» **Exercise materials**
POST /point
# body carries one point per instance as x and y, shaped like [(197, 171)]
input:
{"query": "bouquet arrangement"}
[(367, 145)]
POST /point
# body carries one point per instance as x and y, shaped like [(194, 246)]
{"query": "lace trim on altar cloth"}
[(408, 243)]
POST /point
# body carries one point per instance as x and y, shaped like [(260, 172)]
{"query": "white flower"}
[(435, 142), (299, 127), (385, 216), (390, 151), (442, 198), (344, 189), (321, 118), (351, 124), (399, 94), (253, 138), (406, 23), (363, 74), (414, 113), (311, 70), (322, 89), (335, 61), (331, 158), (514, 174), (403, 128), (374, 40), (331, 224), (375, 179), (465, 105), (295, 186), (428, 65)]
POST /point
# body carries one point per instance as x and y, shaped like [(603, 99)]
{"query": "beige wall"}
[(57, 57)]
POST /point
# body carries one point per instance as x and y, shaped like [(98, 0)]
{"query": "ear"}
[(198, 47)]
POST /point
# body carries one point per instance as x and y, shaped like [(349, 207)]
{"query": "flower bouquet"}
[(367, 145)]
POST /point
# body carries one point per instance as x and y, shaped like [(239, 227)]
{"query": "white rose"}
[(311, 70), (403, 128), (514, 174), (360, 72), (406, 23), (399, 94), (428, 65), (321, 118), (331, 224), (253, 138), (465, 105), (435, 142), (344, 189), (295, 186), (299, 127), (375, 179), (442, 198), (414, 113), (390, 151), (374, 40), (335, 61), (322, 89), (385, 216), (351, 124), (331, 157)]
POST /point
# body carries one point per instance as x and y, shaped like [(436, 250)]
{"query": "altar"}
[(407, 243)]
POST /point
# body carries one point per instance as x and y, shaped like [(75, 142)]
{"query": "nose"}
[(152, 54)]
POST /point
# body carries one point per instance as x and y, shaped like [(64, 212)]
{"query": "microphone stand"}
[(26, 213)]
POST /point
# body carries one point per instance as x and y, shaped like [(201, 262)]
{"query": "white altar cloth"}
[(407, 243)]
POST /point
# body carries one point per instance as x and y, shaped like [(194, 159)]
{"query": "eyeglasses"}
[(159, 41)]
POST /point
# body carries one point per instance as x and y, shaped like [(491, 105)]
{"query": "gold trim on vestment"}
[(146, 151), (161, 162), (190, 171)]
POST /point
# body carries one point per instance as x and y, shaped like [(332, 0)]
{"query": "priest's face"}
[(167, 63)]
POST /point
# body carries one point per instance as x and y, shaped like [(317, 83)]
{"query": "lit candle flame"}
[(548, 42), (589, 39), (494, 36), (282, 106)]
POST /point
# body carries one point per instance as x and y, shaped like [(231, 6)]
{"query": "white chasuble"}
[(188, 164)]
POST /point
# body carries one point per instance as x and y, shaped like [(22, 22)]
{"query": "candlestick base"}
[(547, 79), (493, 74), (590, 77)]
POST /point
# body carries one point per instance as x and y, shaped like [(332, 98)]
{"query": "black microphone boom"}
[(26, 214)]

» **Aim of the exercise**
Write each line above out exactly.

» **Answer for the task**
POST /point
# body carries one point per instance as x and y, shaped like [(197, 171)]
input:
{"query": "bouquet arrangement"}
[(367, 145)]
POST /point
# body carries one point per instance as x and y, shaped like [(194, 246)]
{"query": "lace trim on altar cloth"}
[(408, 243)]
POST /point
# body carries one point per instance as x and y, shaped like [(260, 172)]
{"query": "white flower"}
[(435, 142), (299, 127), (385, 216), (390, 151), (442, 198), (344, 189), (321, 118), (351, 124), (399, 94), (253, 138), (406, 23), (363, 74), (414, 113), (311, 70), (322, 89), (335, 61), (331, 158), (514, 174), (403, 128), (374, 40), (331, 224), (375, 179), (465, 105), (295, 186), (428, 65)]
POST /point
# body carries one point per instance as x and y, shaped like [(603, 99)]
{"query": "beige wall"}
[(57, 57)]
POST /point
# body carries one point per instance as x and y, shaped like [(98, 0)]
{"query": "ear"}
[(198, 47)]
POST /point
# body carries one point per instance as x and y, shaped like [(349, 207)]
{"query": "flower bouquet"}
[(367, 145)]
POST /point
# body carries one point per instance as x and y, shaped like [(239, 227)]
{"query": "white rose"}
[(311, 70), (403, 128), (514, 174), (360, 72), (406, 23), (399, 94), (428, 65), (321, 118), (331, 224), (253, 138), (465, 105), (435, 142), (344, 189), (295, 186), (299, 127), (375, 179), (442, 198), (414, 113), (390, 151), (374, 40), (335, 61), (322, 89), (385, 216), (351, 124), (331, 157)]
POST /point
# body carries one point per instance as x and y, shaped like [(436, 250)]
{"query": "altar"}
[(407, 243)]
POST /point
# body carries one point per instance as x and y, shaped like [(75, 142)]
{"query": "nose"}
[(152, 54)]
POST /point
# body carries one point per instance as x and y, shaped like [(64, 212)]
{"query": "microphone stand"}
[(26, 213)]
POST /point
# body carries one point per instance as x and y, shaped like [(201, 262)]
{"query": "white altar cloth"}
[(407, 243)]
POST /point
# body carries one point per instance as x and y, shaped like [(194, 159)]
{"query": "eyeglasses"}
[(159, 41)]
POST /point
# body carries one point per instance as x and y, shaped like [(491, 105)]
{"query": "gold trim on vestment"}
[(146, 151), (161, 162), (190, 171)]
POST /point
# body carries one point per instance as x and y, shaped like [(332, 0)]
{"query": "priest's face"}
[(167, 63)]
POST /point
# body carries one point per instance as x and y, shaped like [(317, 83)]
{"query": "lit candle flame"}
[(548, 42), (589, 39), (494, 36), (282, 106)]
POST /point
# body carries one point per instance as x and y, shaped like [(231, 6)]
{"query": "white chasuble"}
[(188, 164)]
POST /point
# body carries one point per instance as x and y, shaped like [(22, 22)]
{"query": "candlestick base"}
[(547, 79), (493, 74), (590, 77)]
POST /point
# body carries one point per instance as x and y, shaped like [(332, 98)]
{"query": "black microphone boom"}
[(26, 214)]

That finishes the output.